══ Records to process

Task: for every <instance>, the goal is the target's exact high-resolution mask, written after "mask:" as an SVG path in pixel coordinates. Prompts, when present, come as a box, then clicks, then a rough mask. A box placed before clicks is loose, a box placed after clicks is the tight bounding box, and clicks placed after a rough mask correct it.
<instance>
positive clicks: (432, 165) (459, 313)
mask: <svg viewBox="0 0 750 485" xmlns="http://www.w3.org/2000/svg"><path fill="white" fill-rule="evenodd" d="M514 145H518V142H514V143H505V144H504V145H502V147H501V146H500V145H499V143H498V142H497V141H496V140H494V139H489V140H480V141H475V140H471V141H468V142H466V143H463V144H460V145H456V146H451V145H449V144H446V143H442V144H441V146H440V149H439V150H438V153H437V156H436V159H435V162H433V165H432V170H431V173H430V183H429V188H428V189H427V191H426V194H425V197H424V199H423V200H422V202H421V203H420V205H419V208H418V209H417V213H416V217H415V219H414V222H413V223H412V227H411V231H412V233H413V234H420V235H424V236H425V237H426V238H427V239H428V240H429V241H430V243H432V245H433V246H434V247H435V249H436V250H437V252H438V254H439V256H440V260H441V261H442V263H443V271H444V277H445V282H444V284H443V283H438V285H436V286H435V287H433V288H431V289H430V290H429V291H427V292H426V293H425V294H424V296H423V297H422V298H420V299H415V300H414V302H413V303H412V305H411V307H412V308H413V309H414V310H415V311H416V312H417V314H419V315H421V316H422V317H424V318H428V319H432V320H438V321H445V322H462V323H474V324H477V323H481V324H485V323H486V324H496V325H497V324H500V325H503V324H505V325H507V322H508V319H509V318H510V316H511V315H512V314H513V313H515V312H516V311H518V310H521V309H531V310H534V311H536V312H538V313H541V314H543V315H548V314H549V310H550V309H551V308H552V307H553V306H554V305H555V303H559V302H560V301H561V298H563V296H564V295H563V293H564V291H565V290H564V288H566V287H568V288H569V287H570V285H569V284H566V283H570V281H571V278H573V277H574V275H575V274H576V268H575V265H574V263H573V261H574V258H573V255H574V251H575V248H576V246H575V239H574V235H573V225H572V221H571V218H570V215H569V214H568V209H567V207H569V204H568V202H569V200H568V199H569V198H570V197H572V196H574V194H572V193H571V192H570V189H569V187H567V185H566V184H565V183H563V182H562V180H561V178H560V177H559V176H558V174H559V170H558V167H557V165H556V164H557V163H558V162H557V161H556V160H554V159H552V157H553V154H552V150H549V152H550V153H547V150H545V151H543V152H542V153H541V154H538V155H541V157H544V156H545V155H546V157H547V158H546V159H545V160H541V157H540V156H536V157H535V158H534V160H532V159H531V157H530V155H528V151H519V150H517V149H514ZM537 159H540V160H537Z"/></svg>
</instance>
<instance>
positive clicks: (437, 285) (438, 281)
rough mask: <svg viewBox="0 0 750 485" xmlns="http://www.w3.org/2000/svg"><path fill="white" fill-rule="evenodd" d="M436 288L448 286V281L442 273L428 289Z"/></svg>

════

* Work item
Write out all the records above again, exactly as they stand.

* Answer to this problem
Task: for every <instance>, the goal is the target's exact high-resolution mask, written after "mask:" as an SVG path in pixel coordinates. Prompts, when present, come as a box, then clicks, then a rough mask. A box placed before clicks is loose, a box placed after clicks is the tight bounding box, and clicks placed after a rough mask correct it.
<instance>
positive clicks: (432, 165) (459, 313)
mask: <svg viewBox="0 0 750 485" xmlns="http://www.w3.org/2000/svg"><path fill="white" fill-rule="evenodd" d="M514 145H518V142H514V143H505V144H504V145H502V147H501V146H500V145H499V143H498V142H497V141H496V140H494V139H489V140H480V141H475V140H471V141H468V142H466V143H463V144H460V145H456V146H451V145H449V144H446V143H442V144H441V146H440V149H439V150H438V153H437V156H436V159H435V162H433V165H432V170H431V173H430V183H429V188H428V189H427V191H426V194H425V197H424V199H423V200H422V202H421V203H420V205H419V208H418V209H417V213H416V217H415V219H414V222H413V223H412V227H411V231H412V233H413V234H420V235H424V236H425V237H426V238H427V239H428V240H429V241H430V243H432V245H433V246H434V247H435V249H436V250H437V252H438V254H439V256H440V260H441V261H442V263H443V271H444V277H445V282H444V284H443V283H438V285H436V286H435V287H433V288H431V289H430V290H429V291H427V292H426V293H425V294H424V296H423V297H422V298H420V299H415V300H414V302H413V303H412V305H411V307H412V308H413V309H414V310H415V311H416V312H417V314H419V315H421V316H422V317H424V318H428V319H432V320H438V321H445V322H462V323H474V324H477V323H481V324H485V323H486V324H496V325H497V324H500V325H503V324H505V325H507V322H508V319H509V318H510V316H511V315H512V314H513V313H515V312H516V311H518V310H521V309H531V310H534V311H536V312H538V313H541V314H543V315H548V314H549V310H550V309H551V308H552V307H553V306H554V305H555V303H559V302H560V301H561V298H563V296H564V295H563V293H564V291H565V290H564V288H566V287H568V288H569V287H570V285H569V284H566V283H570V281H571V278H573V277H574V275H575V274H576V268H575V265H574V263H573V261H574V258H573V255H574V251H575V248H576V246H575V239H574V235H573V225H572V221H571V218H570V215H569V214H568V209H567V207H569V204H568V202H569V200H568V199H569V198H570V197H572V196H574V194H572V193H571V192H570V189H569V187H567V185H566V184H565V183H563V182H562V180H561V178H560V177H559V176H558V174H559V170H558V167H557V165H556V164H557V163H558V162H557V161H556V160H554V159H552V157H553V154H552V150H549V152H550V153H547V150H545V151H543V152H542V153H541V154H538V155H541V157H544V156H545V155H546V157H547V158H546V159H545V160H541V157H540V156H536V157H535V158H534V160H532V159H531V157H530V155H528V151H519V150H517V149H514ZM537 159H540V160H537Z"/></svg>
</instance>
<instance>
positive clicks: (437, 285) (438, 281)
rough mask: <svg viewBox="0 0 750 485" xmlns="http://www.w3.org/2000/svg"><path fill="white" fill-rule="evenodd" d="M436 288L448 286V281L442 273L428 289Z"/></svg>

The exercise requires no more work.